# Short problem
Reproduce verbatim only the lines from the one containing "Target: industrial chimney" through the last line below, both included.

----------

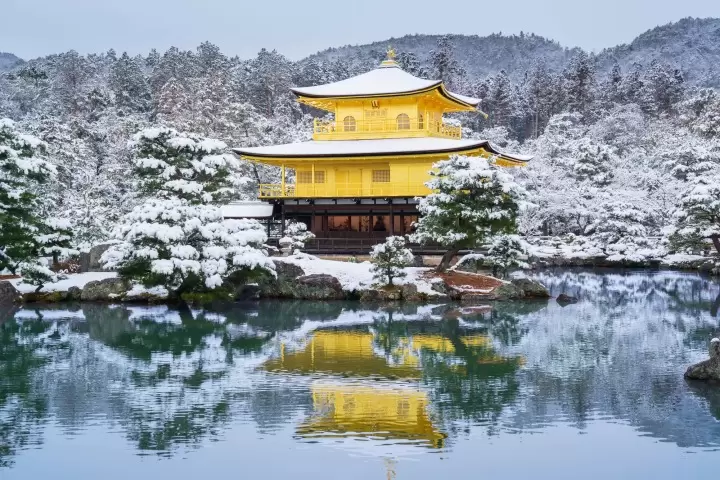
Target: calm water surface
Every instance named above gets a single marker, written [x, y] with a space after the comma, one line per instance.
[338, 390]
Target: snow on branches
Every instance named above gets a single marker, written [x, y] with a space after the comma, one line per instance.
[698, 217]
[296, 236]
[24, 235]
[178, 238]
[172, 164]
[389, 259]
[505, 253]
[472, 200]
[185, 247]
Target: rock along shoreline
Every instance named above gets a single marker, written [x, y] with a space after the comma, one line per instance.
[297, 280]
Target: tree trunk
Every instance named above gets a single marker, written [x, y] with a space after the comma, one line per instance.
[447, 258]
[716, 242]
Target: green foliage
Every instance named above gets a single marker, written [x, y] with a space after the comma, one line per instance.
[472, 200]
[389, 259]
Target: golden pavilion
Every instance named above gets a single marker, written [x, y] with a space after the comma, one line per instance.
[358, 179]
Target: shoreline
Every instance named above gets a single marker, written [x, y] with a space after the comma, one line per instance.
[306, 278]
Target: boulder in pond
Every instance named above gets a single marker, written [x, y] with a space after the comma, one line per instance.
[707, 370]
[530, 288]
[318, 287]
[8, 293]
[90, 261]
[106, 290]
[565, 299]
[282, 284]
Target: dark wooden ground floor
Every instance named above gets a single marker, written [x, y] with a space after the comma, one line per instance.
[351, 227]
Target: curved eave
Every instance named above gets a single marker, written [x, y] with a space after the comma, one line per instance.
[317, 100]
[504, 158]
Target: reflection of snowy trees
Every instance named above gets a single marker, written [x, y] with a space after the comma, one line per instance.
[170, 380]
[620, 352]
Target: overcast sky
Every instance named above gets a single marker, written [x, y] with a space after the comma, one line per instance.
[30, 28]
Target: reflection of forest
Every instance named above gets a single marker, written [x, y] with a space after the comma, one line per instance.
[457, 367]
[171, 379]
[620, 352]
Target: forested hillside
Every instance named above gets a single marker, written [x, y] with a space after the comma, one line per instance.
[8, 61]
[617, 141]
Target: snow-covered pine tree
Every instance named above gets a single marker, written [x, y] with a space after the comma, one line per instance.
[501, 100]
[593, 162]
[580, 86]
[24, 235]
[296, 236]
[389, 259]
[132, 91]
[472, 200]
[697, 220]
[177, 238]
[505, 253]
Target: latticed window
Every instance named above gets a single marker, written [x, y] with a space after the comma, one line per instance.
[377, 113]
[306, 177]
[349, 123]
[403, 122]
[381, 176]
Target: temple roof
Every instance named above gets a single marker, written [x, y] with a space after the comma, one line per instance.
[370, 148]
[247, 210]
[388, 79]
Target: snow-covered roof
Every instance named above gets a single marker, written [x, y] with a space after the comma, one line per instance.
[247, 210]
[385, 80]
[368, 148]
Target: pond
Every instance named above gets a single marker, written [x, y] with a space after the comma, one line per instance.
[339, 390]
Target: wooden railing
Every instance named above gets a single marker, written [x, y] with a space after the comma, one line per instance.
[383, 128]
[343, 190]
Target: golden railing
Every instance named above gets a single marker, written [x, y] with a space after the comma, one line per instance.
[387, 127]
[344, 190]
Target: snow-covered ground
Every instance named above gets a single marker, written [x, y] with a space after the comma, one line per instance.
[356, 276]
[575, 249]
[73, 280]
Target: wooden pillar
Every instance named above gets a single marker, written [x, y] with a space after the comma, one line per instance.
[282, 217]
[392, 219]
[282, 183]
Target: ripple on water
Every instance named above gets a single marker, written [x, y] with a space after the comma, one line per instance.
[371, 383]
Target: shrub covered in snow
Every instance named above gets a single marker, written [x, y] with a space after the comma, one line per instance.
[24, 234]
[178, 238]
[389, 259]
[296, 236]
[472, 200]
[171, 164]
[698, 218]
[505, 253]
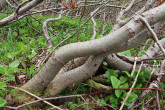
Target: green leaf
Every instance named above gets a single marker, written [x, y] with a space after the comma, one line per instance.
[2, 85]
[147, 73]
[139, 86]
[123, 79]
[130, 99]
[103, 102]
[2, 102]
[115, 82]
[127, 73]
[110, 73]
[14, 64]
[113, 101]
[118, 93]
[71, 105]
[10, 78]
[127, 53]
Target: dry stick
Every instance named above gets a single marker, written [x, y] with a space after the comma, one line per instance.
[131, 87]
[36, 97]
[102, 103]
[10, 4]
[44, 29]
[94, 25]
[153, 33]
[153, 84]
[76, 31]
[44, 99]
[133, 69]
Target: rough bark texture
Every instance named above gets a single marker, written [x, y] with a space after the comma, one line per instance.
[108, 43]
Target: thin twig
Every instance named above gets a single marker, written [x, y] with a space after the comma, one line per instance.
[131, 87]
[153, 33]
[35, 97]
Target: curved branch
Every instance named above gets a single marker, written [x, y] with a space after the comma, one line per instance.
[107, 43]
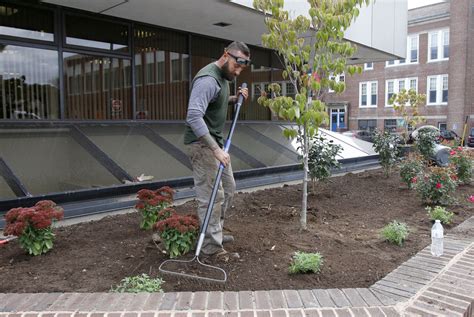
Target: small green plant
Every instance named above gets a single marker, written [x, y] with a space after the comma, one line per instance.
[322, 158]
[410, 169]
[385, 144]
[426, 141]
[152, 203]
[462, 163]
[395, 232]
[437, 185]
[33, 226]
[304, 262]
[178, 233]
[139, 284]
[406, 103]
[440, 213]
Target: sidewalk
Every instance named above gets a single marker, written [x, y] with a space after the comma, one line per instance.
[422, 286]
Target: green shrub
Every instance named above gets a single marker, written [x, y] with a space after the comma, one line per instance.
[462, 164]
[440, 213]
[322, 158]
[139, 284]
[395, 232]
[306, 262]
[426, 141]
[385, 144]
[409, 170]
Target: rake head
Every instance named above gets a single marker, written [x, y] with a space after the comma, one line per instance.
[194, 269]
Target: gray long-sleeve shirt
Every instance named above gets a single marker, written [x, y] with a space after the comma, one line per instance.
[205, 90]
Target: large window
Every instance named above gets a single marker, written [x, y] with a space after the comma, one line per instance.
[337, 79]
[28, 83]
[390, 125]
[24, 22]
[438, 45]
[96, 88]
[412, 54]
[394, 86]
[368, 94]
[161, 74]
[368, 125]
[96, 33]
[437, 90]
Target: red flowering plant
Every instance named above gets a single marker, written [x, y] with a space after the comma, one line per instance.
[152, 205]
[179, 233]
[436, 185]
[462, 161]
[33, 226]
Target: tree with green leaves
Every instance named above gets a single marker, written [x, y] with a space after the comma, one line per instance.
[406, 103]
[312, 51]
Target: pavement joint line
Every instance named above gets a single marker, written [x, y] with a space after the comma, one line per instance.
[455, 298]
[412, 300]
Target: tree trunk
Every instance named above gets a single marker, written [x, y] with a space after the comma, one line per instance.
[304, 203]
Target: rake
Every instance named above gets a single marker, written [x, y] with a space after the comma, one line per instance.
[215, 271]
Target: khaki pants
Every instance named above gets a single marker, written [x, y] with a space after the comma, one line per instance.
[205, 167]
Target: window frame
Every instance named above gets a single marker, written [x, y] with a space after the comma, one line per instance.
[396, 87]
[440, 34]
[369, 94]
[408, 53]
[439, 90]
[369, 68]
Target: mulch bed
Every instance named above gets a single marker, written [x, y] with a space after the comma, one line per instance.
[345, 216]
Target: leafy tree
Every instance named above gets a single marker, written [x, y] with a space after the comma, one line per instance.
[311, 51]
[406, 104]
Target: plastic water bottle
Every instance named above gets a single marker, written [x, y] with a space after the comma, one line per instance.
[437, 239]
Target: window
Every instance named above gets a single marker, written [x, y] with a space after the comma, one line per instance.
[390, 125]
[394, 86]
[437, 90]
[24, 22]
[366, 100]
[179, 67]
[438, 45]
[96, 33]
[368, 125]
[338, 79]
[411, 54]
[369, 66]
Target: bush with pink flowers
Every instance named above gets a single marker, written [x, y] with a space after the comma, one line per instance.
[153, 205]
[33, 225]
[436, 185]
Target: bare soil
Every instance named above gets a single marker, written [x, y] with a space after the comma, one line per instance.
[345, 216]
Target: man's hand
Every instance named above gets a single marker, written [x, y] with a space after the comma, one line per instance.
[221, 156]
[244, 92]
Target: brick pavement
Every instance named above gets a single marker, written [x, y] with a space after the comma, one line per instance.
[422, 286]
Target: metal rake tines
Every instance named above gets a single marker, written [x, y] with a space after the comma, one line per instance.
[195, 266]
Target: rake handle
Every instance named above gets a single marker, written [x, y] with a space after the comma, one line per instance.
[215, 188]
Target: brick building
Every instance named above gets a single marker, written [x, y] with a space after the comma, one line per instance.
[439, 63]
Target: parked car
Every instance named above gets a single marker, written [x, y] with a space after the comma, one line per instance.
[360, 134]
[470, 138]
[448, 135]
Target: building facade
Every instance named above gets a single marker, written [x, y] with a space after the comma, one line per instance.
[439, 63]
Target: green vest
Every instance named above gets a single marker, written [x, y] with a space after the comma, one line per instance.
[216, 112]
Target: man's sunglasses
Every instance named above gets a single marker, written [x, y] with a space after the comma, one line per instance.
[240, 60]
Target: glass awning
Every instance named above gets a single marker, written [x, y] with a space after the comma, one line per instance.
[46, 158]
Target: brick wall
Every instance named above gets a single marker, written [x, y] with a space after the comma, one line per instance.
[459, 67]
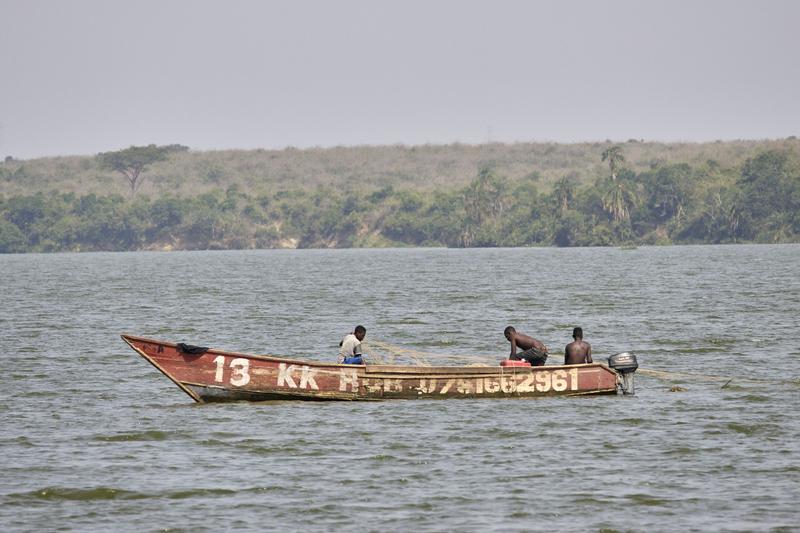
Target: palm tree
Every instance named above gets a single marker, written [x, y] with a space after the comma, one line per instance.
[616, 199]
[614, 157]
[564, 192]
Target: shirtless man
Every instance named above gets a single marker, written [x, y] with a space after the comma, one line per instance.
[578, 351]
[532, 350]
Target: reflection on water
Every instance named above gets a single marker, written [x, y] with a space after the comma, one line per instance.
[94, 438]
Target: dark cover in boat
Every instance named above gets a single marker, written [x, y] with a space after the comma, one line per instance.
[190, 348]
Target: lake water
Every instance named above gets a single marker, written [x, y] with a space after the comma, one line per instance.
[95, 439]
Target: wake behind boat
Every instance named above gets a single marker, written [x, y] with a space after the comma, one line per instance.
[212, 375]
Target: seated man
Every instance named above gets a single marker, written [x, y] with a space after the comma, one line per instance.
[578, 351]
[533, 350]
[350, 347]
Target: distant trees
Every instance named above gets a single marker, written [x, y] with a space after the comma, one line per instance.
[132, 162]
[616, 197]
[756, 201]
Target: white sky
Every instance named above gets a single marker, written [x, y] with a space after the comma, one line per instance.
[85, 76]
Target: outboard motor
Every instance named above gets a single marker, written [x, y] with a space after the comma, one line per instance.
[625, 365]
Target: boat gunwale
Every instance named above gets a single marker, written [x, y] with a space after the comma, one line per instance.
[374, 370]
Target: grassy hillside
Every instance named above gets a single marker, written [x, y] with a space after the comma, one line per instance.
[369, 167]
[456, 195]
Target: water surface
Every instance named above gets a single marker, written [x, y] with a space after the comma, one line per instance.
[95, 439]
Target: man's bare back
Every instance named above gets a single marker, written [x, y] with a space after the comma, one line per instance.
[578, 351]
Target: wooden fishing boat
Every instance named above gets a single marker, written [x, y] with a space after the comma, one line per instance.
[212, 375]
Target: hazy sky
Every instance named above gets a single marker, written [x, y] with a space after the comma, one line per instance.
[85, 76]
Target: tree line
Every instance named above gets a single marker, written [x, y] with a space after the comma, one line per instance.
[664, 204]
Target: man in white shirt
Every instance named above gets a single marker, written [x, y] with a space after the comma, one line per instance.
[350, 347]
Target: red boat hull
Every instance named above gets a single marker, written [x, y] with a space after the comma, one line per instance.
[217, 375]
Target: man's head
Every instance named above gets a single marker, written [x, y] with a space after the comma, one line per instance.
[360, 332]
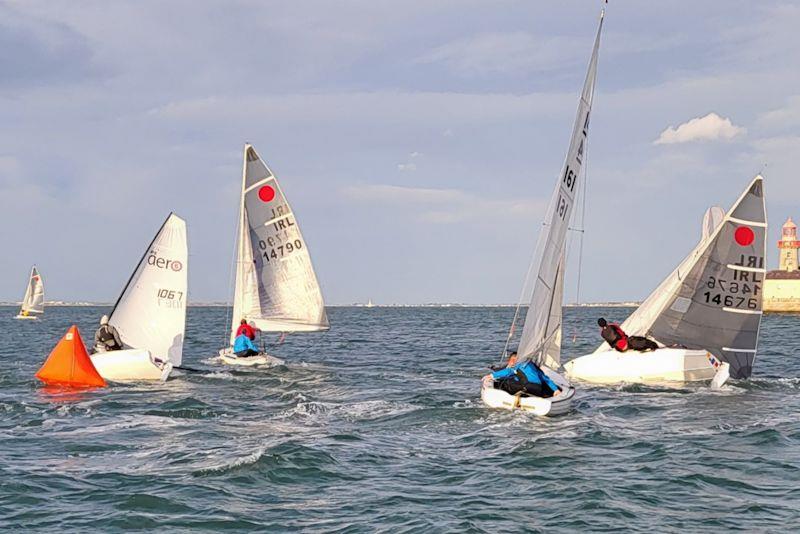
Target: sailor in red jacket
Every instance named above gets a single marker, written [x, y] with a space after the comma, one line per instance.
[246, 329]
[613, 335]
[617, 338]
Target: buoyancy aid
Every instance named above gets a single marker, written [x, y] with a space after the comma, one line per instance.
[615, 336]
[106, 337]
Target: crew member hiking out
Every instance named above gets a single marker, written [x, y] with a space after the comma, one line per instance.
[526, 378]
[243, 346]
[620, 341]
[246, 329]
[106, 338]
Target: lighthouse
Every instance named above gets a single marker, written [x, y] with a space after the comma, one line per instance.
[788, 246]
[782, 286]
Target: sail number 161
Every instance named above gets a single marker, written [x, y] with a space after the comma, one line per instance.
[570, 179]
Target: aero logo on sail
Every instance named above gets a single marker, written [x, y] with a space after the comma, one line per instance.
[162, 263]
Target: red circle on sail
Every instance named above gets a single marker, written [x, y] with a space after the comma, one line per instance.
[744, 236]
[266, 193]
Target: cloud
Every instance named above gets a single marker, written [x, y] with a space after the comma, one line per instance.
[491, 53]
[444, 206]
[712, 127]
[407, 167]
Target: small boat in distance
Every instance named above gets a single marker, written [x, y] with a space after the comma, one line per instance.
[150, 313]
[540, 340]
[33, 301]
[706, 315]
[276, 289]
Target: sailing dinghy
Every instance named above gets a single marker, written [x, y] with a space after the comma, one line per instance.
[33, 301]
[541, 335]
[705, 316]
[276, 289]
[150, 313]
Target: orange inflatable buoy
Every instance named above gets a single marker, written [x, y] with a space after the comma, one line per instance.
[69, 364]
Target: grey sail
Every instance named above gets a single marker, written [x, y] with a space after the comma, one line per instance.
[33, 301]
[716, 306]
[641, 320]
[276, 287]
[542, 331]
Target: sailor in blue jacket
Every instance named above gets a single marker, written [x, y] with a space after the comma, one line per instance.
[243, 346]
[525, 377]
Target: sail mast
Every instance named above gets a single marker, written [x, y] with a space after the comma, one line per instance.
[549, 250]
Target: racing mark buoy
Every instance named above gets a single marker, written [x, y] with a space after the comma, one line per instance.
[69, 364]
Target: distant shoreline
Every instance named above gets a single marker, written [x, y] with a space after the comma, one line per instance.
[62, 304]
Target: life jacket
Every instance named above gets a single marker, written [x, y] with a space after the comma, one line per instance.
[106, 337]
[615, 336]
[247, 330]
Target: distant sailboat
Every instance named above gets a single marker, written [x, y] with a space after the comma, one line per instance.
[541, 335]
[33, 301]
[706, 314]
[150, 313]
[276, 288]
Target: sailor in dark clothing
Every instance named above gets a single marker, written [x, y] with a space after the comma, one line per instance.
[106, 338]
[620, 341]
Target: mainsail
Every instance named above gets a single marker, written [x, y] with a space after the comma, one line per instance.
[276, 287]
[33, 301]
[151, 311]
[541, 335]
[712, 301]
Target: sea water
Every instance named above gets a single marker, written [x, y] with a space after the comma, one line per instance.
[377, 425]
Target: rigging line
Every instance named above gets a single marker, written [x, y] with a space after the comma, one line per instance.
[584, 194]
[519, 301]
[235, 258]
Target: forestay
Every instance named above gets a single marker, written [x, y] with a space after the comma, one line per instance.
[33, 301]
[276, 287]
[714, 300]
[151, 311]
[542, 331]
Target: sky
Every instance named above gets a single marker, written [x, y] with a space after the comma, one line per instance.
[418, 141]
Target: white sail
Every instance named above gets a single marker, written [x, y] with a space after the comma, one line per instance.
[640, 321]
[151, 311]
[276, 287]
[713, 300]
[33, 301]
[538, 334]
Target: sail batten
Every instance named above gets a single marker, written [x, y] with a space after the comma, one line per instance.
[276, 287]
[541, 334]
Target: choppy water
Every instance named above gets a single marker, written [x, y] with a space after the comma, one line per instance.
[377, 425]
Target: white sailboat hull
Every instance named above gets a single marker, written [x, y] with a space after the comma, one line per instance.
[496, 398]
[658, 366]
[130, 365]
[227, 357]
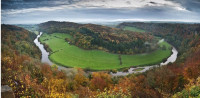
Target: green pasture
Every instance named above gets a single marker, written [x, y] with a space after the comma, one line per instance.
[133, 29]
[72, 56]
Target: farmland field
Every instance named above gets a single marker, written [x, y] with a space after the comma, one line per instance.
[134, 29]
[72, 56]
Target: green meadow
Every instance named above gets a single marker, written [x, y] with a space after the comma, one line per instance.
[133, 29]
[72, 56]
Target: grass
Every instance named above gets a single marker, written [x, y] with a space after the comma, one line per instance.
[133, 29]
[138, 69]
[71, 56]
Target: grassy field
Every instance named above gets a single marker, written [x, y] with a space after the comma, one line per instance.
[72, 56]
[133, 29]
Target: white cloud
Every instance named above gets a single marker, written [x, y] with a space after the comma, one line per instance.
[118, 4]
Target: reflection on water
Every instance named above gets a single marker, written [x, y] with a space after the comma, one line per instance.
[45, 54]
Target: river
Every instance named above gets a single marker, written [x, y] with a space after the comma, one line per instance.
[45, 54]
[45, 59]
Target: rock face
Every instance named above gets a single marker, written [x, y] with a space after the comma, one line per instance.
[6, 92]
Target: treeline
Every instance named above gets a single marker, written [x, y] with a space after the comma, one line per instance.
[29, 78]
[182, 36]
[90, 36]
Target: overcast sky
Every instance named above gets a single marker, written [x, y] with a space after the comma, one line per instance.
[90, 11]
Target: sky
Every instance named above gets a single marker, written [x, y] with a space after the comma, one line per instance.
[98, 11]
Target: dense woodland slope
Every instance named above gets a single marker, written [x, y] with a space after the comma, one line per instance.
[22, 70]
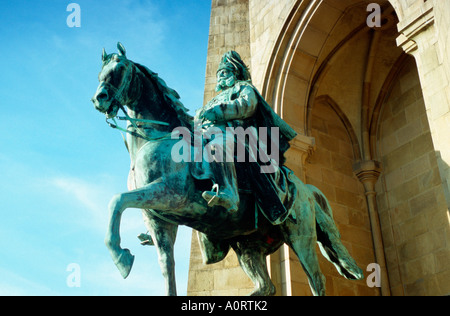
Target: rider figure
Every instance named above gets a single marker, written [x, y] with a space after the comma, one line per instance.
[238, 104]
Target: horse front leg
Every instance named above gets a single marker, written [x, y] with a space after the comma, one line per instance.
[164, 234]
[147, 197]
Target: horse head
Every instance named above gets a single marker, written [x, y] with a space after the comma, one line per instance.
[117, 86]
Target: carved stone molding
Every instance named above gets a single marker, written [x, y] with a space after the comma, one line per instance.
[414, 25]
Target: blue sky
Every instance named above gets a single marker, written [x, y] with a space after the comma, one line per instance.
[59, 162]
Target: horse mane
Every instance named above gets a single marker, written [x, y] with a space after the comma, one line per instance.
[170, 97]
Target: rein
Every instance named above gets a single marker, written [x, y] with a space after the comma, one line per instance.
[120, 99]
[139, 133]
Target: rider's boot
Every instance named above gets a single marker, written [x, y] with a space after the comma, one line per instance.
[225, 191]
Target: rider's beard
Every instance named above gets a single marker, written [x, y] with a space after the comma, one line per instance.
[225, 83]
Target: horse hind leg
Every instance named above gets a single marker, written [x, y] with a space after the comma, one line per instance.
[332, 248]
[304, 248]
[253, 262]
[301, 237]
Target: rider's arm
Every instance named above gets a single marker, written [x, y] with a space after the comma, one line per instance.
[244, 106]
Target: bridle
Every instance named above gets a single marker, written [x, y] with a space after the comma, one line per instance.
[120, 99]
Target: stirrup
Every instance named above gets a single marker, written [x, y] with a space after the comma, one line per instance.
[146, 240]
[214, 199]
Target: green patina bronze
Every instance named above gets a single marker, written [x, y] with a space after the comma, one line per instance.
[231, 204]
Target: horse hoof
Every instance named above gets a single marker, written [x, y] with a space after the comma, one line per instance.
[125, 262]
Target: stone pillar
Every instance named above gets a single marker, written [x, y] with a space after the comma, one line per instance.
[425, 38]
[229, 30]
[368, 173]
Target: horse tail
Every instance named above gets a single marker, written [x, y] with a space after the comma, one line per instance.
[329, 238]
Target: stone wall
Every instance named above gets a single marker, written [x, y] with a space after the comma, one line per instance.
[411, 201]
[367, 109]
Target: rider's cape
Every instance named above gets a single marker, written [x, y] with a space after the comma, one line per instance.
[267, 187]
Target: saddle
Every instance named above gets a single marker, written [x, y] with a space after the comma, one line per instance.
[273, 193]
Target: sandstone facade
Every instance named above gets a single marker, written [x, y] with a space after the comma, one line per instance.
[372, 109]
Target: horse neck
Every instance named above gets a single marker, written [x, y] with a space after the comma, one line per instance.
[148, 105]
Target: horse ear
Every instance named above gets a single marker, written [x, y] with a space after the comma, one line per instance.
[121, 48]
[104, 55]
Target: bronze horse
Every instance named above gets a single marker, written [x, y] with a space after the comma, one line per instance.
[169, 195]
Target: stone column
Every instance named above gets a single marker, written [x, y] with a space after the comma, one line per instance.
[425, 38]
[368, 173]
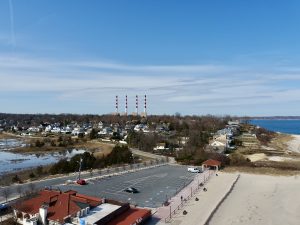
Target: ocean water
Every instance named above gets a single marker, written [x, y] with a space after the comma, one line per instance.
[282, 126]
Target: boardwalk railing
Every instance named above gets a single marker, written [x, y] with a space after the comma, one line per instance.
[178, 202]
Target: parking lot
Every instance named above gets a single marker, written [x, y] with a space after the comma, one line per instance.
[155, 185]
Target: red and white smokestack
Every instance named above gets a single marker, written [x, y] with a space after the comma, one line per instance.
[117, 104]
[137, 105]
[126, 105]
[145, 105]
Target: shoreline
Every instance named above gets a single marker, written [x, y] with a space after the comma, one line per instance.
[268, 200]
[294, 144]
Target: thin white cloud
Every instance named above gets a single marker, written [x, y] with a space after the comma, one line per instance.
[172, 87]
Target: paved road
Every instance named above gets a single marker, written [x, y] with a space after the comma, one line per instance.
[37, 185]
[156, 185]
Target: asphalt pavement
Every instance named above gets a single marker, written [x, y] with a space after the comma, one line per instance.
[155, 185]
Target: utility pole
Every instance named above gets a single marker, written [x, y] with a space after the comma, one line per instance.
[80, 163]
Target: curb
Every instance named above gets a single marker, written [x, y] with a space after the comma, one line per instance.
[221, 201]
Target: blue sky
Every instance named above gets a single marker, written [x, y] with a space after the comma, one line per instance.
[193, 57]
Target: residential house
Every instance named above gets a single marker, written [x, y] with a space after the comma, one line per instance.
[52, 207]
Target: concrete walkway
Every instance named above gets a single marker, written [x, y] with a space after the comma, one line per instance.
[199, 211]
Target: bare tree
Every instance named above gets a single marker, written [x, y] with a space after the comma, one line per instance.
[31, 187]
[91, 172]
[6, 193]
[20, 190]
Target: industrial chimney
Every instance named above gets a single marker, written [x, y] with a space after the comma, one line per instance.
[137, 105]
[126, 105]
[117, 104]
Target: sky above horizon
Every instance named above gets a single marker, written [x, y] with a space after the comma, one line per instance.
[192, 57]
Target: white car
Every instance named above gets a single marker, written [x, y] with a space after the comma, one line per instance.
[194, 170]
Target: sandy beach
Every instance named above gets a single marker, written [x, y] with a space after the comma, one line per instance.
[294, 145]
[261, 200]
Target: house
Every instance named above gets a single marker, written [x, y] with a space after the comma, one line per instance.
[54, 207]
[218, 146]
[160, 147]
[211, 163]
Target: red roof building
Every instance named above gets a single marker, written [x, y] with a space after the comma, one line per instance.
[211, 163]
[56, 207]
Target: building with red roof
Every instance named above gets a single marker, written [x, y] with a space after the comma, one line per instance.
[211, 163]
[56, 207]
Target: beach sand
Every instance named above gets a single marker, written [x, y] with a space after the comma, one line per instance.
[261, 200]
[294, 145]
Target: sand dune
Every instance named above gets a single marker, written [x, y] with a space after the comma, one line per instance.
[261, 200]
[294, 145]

----------

# Response to the task
Target: industrial chimney
Every instance named above gets a single marker, written [x, y] with a space after the comma, one line per instance.
[137, 105]
[126, 105]
[117, 104]
Target: sky above horizon
Every instance named above gets a single marker, written [x, y] with a space after the comma, one line per instance.
[192, 57]
Target: white car
Every instance named above gets a single marker, written [x, y] with a space after the comma, one line per instance.
[194, 170]
Target: sandy beach
Every instance named above gets a single marker, written [x, y] with a space after the comma, one line per instance.
[294, 145]
[261, 200]
Target: house
Every instance named above gets a single marker, written [x, y] with a space after the comma, one line per instance.
[54, 207]
[218, 146]
[160, 147]
[211, 163]
Target: red roof building
Every instance named above gets a single marker, written [x, y] with a space after the comma, one line per instance.
[211, 163]
[56, 207]
Target: building with red roof
Every instance named above gets a single marker, written [x, y] with a space after the comma, one line per instance.
[211, 163]
[56, 207]
Target: beach sand
Every instance named above gets a single marker, written [x, y] with a space after the comma, one line per instance.
[261, 200]
[294, 145]
Target: sand dune
Every instance named above gets a single marker, written [x, y] with a space after the comma, one line per instance.
[261, 200]
[294, 145]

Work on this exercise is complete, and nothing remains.